● Exercise: Rescale part of the listing below, starting with the line that contains "Reviewer note. Confirm that each instance of the tuft" and going on through the end of the listing. Reproduce only those lines, with the requests unchanged, and multiply every x and y coordinate in the answers by 0.2, rounding to whole numbers with halves rounded up.

(Listing from a data source)
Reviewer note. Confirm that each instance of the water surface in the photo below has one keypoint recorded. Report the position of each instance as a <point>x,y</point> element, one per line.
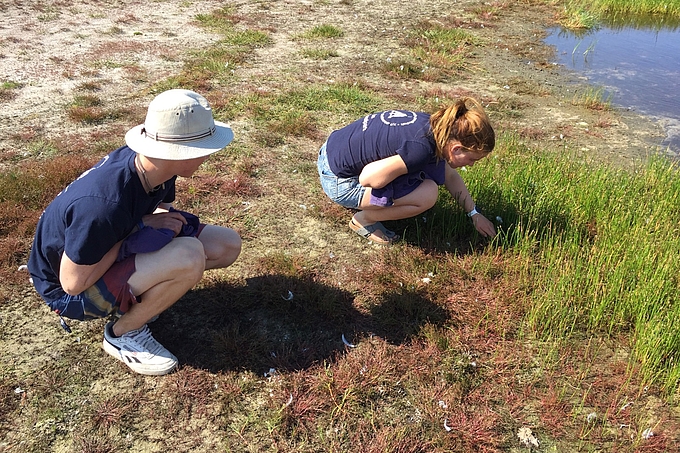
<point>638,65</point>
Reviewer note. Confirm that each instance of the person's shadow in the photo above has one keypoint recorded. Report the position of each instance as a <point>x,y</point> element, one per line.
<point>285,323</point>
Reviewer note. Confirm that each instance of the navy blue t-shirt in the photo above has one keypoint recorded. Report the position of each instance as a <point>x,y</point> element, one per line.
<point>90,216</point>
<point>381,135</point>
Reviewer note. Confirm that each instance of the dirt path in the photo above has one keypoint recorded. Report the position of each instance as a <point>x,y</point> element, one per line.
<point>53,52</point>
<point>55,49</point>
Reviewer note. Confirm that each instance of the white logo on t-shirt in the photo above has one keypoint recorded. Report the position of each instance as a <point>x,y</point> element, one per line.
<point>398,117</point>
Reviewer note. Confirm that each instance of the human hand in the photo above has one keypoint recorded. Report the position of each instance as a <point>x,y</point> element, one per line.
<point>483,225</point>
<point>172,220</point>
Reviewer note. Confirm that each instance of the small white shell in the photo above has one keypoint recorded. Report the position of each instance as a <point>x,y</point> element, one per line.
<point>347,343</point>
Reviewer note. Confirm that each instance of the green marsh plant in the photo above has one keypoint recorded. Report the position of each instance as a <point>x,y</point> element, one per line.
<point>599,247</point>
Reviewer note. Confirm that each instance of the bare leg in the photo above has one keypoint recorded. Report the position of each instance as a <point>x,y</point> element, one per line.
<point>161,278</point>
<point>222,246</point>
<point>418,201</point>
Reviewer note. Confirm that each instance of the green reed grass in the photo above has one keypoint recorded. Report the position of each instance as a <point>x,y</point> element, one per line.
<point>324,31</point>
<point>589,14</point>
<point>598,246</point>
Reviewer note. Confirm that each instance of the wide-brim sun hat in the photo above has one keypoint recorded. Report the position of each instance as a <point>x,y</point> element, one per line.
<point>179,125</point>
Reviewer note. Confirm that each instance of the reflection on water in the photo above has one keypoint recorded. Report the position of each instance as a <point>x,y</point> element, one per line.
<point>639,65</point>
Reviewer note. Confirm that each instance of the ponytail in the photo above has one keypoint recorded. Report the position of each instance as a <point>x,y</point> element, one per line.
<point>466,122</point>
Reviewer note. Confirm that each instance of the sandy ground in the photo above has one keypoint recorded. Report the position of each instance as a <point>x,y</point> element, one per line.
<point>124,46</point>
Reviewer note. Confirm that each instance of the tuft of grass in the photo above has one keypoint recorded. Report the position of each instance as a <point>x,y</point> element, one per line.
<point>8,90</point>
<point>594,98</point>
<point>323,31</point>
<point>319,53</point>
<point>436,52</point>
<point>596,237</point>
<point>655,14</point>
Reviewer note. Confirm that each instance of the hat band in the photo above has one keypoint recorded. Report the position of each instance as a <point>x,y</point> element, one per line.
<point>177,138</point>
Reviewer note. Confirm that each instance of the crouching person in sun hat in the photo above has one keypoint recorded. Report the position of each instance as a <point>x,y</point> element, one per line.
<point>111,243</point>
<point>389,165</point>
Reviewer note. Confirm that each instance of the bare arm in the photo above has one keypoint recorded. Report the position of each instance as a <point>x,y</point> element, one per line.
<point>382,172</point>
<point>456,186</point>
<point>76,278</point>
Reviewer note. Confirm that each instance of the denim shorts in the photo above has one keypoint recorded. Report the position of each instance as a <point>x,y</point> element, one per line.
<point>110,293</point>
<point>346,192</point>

● Answer to the exercise:
Reviewer note. Confirm that each instance of the tuft of grass in the photo above has one keypoint recorded. Report the position of each instance as a <point>x,y</point> element, one per line.
<point>2,18</point>
<point>119,20</point>
<point>65,6</point>
<point>64,11</point>
<point>87,10</point>
<point>119,47</point>
<point>131,3</point>
Reviewer note. Confirm that each instance of the hat band in the photo above has one keypoint recorded. Report the position of each instance as a <point>x,y</point> element, one per line.
<point>35,28</point>
Reviewer note. Confirm that each instance of the crouching person in sun hat in the photo above has one keypoint recorded. Report the position of each instance as a <point>x,y</point> element, one per line.
<point>22,49</point>
<point>78,33</point>
Reviewer note. Confirm that each instance of the bare arm in the photo above has one keypoint recorded. Report the position of each instance as a <point>x,y</point> element, one per line.
<point>76,34</point>
<point>91,37</point>
<point>15,56</point>
Reviewer note. Confirm that each instance of the denim shorts in the photo above has one keypoint recorded. Report the position of each instance as a <point>x,y</point> element, one per line.
<point>22,59</point>
<point>69,38</point>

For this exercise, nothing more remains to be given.